---------- Given data
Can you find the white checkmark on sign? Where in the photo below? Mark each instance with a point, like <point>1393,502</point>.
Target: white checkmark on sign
--------------------
---------- Given data
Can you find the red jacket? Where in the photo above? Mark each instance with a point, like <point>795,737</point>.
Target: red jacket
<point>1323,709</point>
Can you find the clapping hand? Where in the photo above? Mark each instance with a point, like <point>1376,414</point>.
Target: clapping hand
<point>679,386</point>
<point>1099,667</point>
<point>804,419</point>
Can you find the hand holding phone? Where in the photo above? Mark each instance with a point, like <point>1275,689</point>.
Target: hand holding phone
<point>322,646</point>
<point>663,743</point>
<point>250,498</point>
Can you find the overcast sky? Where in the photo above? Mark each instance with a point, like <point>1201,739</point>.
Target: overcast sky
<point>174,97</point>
--------------------
---------- Given data
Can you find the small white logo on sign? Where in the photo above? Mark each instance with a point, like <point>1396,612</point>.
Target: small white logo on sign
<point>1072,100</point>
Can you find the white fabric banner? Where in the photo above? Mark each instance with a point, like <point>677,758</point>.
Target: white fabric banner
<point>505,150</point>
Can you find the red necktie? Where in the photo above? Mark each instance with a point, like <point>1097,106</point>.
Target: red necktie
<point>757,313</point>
--------------------
Problem statement:
If the string "checkmark" is in a line of the entries, pick that line out.

Output of the task:
Can you find the white checkmark on sign? Where in the photo below? Mark each instance with a point, like <point>1393,502</point>.
Target: white checkmark on sign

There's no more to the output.